WORK TO DO >> Collect every line in the records that contains the string "roof" and copy each one unchanged. Matches must have the same uppercase and lowercase letters.
____ DATASET CONTENT
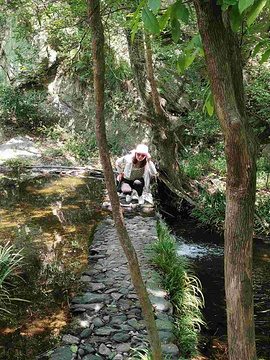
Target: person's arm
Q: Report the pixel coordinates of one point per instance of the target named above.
(120, 164)
(152, 168)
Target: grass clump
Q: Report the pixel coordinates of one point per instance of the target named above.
(184, 289)
(10, 261)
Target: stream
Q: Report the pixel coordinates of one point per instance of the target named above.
(51, 219)
(206, 254)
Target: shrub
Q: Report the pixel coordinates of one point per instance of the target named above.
(183, 287)
(9, 265)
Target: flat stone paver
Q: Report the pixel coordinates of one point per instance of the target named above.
(108, 322)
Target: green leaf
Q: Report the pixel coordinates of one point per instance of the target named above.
(150, 21)
(209, 103)
(181, 62)
(134, 29)
(184, 14)
(197, 41)
(176, 32)
(258, 48)
(73, 348)
(210, 108)
(164, 18)
(224, 7)
(190, 58)
(136, 15)
(265, 56)
(230, 2)
(244, 4)
(255, 10)
(154, 5)
(180, 11)
(236, 18)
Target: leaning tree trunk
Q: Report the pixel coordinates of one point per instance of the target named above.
(99, 76)
(166, 133)
(224, 65)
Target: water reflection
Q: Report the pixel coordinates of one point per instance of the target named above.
(205, 251)
(52, 219)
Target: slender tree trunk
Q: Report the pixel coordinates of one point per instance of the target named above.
(99, 74)
(223, 59)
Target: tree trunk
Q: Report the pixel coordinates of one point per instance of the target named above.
(166, 133)
(99, 75)
(224, 65)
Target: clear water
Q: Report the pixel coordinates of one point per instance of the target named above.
(206, 254)
(52, 219)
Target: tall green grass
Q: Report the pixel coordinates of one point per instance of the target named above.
(9, 266)
(183, 287)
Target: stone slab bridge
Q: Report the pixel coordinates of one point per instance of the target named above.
(108, 323)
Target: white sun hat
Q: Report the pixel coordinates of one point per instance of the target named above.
(142, 149)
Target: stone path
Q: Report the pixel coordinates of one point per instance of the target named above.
(108, 322)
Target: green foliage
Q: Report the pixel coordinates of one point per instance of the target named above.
(17, 165)
(258, 96)
(212, 209)
(183, 287)
(27, 109)
(10, 261)
(196, 165)
(262, 217)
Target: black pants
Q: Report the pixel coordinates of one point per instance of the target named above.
(126, 186)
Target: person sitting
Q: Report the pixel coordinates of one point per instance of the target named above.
(134, 172)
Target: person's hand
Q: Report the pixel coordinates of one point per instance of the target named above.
(148, 157)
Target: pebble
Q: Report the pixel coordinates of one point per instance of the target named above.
(109, 306)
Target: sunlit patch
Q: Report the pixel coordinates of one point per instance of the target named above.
(158, 293)
(62, 185)
(53, 322)
(266, 257)
(84, 323)
(53, 228)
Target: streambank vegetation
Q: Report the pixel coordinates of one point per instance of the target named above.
(192, 80)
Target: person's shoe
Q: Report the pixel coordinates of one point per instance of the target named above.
(141, 200)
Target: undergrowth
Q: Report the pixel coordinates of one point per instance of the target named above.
(184, 289)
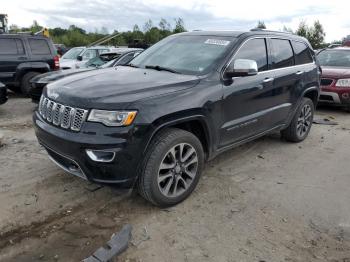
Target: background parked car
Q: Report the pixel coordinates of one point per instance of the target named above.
(335, 80)
(78, 56)
(23, 56)
(3, 93)
(61, 49)
(120, 56)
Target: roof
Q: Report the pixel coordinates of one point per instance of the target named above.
(215, 33)
(235, 34)
(123, 50)
(347, 48)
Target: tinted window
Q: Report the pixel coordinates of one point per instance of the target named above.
(334, 57)
(39, 46)
(302, 53)
(254, 49)
(283, 53)
(8, 46)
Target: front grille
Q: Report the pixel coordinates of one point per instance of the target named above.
(60, 115)
(326, 81)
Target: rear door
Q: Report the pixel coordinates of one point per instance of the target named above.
(288, 78)
(12, 53)
(305, 61)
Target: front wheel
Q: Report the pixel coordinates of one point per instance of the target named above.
(301, 123)
(172, 168)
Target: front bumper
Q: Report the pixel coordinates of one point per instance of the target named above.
(36, 91)
(68, 150)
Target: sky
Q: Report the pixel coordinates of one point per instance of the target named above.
(122, 15)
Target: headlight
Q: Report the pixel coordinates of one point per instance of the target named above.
(343, 82)
(112, 118)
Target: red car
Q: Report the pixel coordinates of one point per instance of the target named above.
(335, 79)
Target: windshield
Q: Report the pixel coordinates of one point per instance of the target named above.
(108, 64)
(337, 58)
(186, 54)
(73, 53)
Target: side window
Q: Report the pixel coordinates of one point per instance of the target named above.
(8, 46)
(39, 46)
(254, 49)
(88, 54)
(283, 53)
(302, 53)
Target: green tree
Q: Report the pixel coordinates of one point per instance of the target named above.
(35, 27)
(152, 36)
(179, 26)
(261, 25)
(315, 34)
(303, 30)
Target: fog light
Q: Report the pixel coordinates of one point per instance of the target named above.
(100, 155)
(345, 95)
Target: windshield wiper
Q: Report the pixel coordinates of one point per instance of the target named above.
(132, 65)
(162, 68)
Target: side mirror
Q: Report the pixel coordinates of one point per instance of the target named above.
(242, 67)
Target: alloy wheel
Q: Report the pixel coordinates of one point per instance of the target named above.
(304, 120)
(177, 170)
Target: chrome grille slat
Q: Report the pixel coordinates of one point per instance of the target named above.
(61, 115)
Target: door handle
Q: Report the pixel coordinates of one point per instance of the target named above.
(268, 80)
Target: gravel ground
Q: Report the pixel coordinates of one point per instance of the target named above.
(268, 200)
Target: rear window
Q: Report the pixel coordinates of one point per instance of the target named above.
(11, 46)
(302, 53)
(39, 46)
(283, 53)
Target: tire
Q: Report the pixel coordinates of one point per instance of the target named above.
(301, 123)
(25, 84)
(162, 169)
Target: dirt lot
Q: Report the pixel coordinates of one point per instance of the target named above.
(265, 201)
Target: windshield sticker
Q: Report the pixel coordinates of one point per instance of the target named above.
(217, 42)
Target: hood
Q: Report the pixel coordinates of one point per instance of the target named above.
(335, 72)
(106, 88)
(56, 75)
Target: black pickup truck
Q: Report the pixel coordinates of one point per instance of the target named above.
(23, 56)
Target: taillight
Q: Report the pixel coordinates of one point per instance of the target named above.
(56, 60)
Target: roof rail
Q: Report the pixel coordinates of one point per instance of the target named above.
(270, 31)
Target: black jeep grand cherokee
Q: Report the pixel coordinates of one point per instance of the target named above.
(183, 101)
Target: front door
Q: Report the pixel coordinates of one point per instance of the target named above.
(244, 101)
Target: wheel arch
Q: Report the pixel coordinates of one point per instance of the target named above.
(195, 124)
(312, 93)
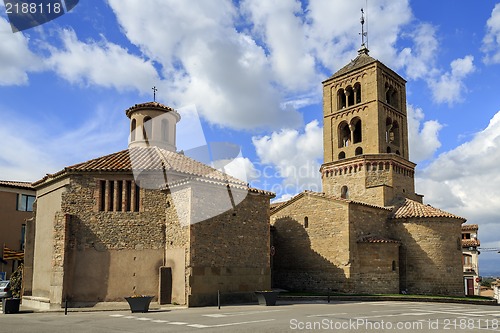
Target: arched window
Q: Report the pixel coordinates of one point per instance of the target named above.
(341, 100)
(357, 136)
(164, 130)
(147, 128)
(344, 192)
(395, 133)
(132, 130)
(391, 96)
(349, 92)
(357, 93)
(344, 135)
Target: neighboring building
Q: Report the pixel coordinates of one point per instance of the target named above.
(16, 206)
(496, 290)
(368, 232)
(146, 220)
(470, 259)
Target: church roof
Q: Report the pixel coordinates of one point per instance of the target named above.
(9, 183)
(376, 239)
(279, 206)
(361, 60)
(148, 105)
(470, 227)
(152, 158)
(470, 242)
(411, 208)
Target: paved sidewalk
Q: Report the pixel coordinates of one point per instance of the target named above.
(103, 306)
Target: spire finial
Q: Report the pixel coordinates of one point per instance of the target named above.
(364, 46)
(154, 93)
(363, 32)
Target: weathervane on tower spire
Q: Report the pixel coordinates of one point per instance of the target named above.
(154, 93)
(364, 46)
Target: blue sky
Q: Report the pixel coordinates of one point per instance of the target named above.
(252, 71)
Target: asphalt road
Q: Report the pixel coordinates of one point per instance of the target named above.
(284, 317)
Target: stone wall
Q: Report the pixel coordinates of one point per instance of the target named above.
(316, 257)
(431, 255)
(378, 271)
(108, 255)
(177, 247)
(230, 251)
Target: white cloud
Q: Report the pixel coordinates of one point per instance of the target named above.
(491, 41)
(466, 182)
(423, 136)
(333, 31)
(420, 59)
(101, 63)
(449, 87)
(16, 58)
(282, 29)
(295, 157)
(241, 168)
(207, 62)
(28, 157)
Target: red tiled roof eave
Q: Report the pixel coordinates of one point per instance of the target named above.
(470, 227)
(324, 196)
(414, 209)
(471, 243)
(16, 184)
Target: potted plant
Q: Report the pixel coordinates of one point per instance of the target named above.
(139, 303)
(267, 297)
(10, 305)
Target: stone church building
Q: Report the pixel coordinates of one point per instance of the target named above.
(368, 231)
(149, 220)
(146, 221)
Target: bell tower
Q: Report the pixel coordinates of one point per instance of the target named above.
(365, 133)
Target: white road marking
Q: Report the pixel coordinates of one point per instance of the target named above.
(233, 314)
(242, 322)
(397, 315)
(327, 314)
(455, 313)
(199, 326)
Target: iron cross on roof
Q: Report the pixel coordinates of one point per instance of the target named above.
(154, 93)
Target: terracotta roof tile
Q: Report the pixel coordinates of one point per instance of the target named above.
(9, 183)
(377, 239)
(469, 227)
(470, 242)
(146, 159)
(220, 183)
(361, 60)
(283, 204)
(148, 105)
(411, 208)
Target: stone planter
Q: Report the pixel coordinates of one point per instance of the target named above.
(139, 304)
(10, 305)
(267, 298)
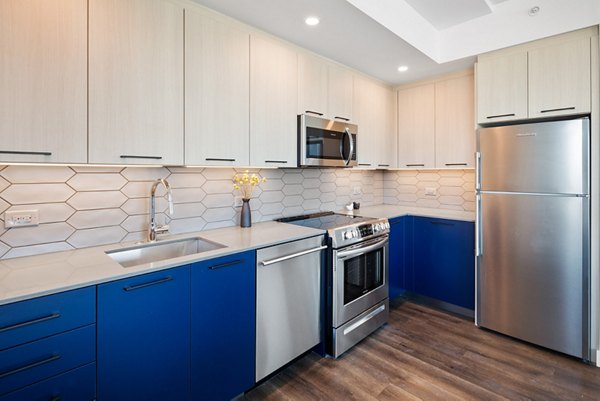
________
ANSWER BELOW >>
Target: roof
Target: roof rail
Target: church roof
Target: red tiled roof eave
Target: iron cross on roof
Target: terracotta roof tile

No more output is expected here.